- [Records provided]
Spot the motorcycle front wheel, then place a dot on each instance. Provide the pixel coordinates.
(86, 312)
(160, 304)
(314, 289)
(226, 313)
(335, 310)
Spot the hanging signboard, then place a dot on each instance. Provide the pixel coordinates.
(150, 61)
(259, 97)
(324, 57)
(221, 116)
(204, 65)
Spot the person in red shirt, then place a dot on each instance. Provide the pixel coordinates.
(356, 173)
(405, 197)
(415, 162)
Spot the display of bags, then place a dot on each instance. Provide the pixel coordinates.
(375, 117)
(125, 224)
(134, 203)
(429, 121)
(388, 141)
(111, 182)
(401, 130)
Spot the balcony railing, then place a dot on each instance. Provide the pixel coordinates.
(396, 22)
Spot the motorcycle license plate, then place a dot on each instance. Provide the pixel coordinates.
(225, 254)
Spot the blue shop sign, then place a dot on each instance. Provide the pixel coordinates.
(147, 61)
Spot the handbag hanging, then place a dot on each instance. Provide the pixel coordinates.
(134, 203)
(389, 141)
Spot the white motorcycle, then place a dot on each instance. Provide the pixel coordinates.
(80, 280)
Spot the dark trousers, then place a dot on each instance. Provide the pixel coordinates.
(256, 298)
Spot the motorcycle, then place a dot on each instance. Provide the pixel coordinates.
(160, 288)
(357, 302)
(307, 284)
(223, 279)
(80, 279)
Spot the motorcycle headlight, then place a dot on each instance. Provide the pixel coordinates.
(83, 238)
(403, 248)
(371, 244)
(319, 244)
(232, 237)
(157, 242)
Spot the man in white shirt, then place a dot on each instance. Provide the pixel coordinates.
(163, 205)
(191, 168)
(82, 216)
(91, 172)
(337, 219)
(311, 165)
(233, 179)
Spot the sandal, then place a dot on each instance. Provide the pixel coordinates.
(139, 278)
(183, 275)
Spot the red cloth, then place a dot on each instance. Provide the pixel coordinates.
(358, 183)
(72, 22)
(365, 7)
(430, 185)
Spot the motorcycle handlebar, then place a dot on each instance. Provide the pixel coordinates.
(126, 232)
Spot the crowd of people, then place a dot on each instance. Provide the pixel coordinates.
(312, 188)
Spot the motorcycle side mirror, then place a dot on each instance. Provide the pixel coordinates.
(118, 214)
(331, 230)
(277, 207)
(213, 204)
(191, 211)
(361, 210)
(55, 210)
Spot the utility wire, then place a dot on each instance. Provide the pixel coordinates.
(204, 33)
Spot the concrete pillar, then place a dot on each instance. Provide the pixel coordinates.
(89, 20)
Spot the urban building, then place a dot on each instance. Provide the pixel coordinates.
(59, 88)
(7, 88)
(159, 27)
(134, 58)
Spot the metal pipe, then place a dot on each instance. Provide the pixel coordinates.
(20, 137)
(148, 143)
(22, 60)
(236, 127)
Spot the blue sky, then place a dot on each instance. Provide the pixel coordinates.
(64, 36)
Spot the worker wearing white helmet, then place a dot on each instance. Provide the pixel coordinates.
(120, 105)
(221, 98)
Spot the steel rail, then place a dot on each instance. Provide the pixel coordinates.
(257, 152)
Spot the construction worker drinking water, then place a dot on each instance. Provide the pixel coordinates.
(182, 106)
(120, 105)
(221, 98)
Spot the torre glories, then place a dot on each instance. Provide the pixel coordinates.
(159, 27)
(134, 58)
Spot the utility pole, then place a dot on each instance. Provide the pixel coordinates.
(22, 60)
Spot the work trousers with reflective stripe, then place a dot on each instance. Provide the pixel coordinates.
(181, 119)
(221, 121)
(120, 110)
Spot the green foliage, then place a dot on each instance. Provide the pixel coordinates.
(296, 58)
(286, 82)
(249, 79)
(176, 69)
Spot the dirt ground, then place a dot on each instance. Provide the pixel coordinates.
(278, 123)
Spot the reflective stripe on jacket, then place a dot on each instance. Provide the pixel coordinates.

- [Given problem]
Rewrite all of the data above, changing "place a dot on each instance" to "put a marker on every instance" wherever it occurs and leaving everything else as it is.

- [Result for this exercise]
Spot the motorcycle front wheel, then put a marker on every instance. Provide the pixel coordinates.
(86, 312)
(160, 304)
(314, 289)
(226, 313)
(335, 310)
Spot the hanging signboard, then put a marker on every instance. Provide the pixel coordinates.
(150, 61)
(259, 97)
(324, 57)
(221, 116)
(204, 65)
Spot the person in red shirt, then put a marker on every instance. Provide the pixel coordinates.
(356, 173)
(405, 197)
(415, 162)
Spot the display of bags, then put a marker on every instance. Provide the pixel coordinates.
(375, 117)
(125, 224)
(134, 203)
(429, 121)
(388, 141)
(111, 182)
(401, 130)
Spot the balcony railing, then put a marker on every instance. Provide the pixel coordinates.
(396, 22)
Spot the motorcycle license plate, then put a marker on every instance. Provide the pixel coordinates.
(225, 254)
Spot the blue shop sign, then put a marker on every instance. Provide the pixel coordinates.
(147, 61)
Spot the handbag hanging, then put a marker on every instance. Provide the pixel coordinates.
(134, 203)
(389, 141)
Spot the white motorcycle, then put a marker on every instance. Provide the pixel coordinates.
(80, 280)
Spot the dark trousers, then put a marker on every instance. Provide the pixel coordinates.
(256, 298)
Spot the motorcycle, then put a marker on every instance. Provide the pixel coordinates.
(160, 288)
(357, 302)
(307, 284)
(223, 279)
(80, 279)
Spot the motorcycle headlight, then put a marker on every instance. Provide the pixel coordinates.
(83, 238)
(403, 248)
(371, 244)
(319, 244)
(232, 237)
(157, 242)
Spot the man in white shirt, then put a marker on every instance. Provide the pixel coordinates.
(163, 205)
(191, 168)
(82, 216)
(91, 172)
(337, 219)
(311, 165)
(233, 179)
Spot the sandal, then put a marker on every instance. Provide the pixel coordinates.
(139, 278)
(183, 275)
Spot the red cloth, then put a marker on every instance. Provide the pixel coordinates.
(358, 183)
(72, 22)
(365, 7)
(430, 185)
Spot the motorcycle handlebar, then put a marker on every instance. Provide the pixel coordinates.
(126, 232)
Spot the crowd of people, then put a marker on every instance. Provide the pixel coordinates.
(312, 188)
Spot the motorcycle side mirror, then put a marker on every instance. Provide the pixel coordinates.
(118, 214)
(331, 230)
(277, 207)
(213, 204)
(191, 211)
(361, 210)
(55, 210)
Spot the utility wire, then put a marker on every instance. Provide the pixel coordinates.
(204, 33)
Spot the concrete pillar, then put a marker on every instance. Provide the pixel coordinates.
(89, 20)
Spot the urban building, then put a marker on every instance. Provide the pixel coordinates.
(59, 88)
(7, 88)
(159, 27)
(134, 58)
Spot the metal pipe, then put a marker on every instance. Provide the pixel coordinates.
(20, 137)
(148, 143)
(22, 60)
(236, 127)
Spot the blue sky, then put a marker on every instance. Provide the pixel coordinates.
(64, 36)
Spot the worker wearing white helmet, then put a marker on every instance. Provide the pixel coordinates.
(120, 105)
(221, 98)
Spot the steel rail, then put a marker on every instance. Provide the pixel coordinates.
(257, 152)
Spot the construction worker drinking water, then put a marker on every instance. Provide the pixel coordinates.
(182, 106)
(120, 105)
(221, 98)
Spot the torre glories, then put a marker on every instance. Provide the pixel coordinates.
(159, 27)
(134, 58)
Spot the utility pole, then put a marker on every instance. Provide the pixel coordinates.
(22, 60)
Spot the work trousers with reflective stripe, then put a marker on every instance. Provide the pixel coordinates.
(181, 119)
(221, 121)
(120, 110)
Spot the green foliage, then put a marker on every instance. Provide the pixel coordinates.
(296, 58)
(286, 82)
(249, 79)
(176, 69)
Spot the dirt ground, then put a marker on every instance. Provide the pixel coordinates.
(278, 123)
Spot the reflective stripe on jacket, then put a marker on every instance. Provide the pixel coordinates.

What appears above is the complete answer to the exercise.